DATA ROWS:
•••••

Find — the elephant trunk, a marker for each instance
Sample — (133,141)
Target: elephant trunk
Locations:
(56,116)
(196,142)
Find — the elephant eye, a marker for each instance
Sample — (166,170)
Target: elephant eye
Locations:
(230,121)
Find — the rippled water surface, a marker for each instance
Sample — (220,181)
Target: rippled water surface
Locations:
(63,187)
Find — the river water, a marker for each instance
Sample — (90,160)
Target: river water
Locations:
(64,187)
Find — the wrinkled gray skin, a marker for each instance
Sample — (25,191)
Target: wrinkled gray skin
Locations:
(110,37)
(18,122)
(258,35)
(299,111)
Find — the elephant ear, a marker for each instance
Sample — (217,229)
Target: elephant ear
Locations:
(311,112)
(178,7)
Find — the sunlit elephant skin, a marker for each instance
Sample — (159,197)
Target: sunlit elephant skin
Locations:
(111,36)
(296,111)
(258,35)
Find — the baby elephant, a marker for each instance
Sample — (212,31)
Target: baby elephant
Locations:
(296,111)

•••••

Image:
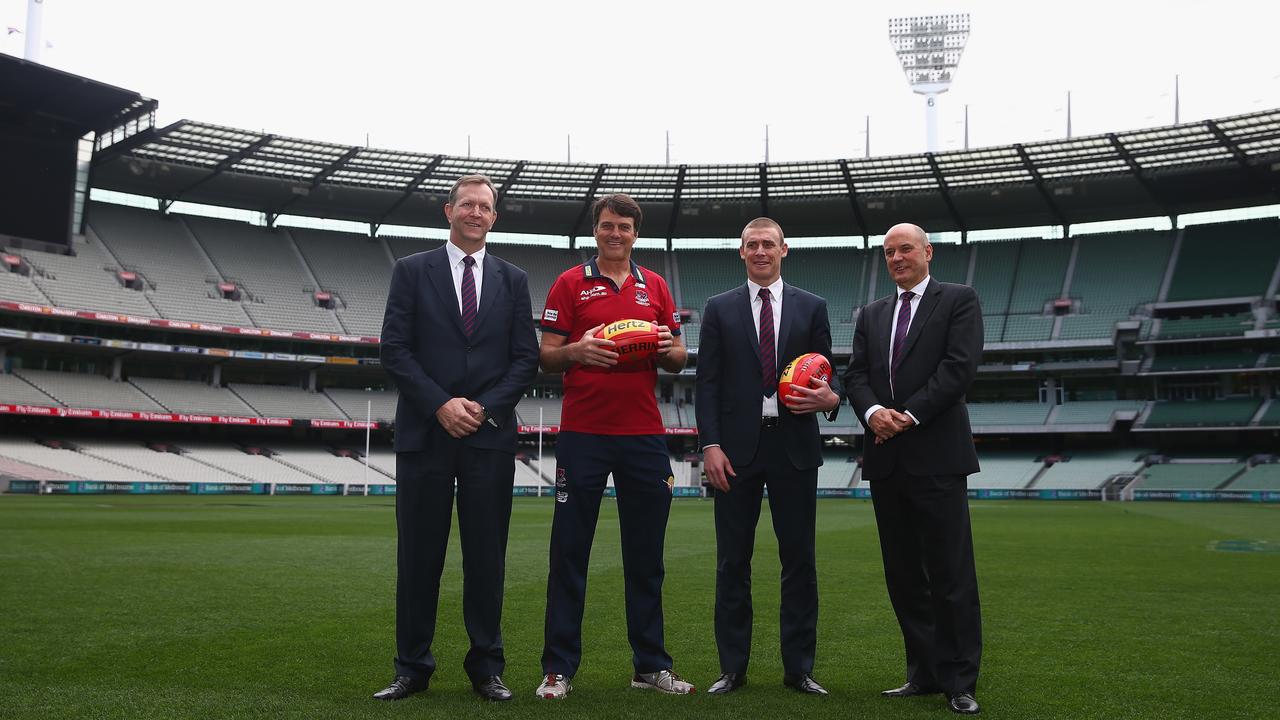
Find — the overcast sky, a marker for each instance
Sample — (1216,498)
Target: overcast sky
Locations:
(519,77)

•••••

EXERCISE OBJECTIVE: Pick out every line in the rows above that contains the word "river", and copy each of those lines.

OUTPUT FOR THIS TASK:
Find — the river water, a marker for each instance
Target: river water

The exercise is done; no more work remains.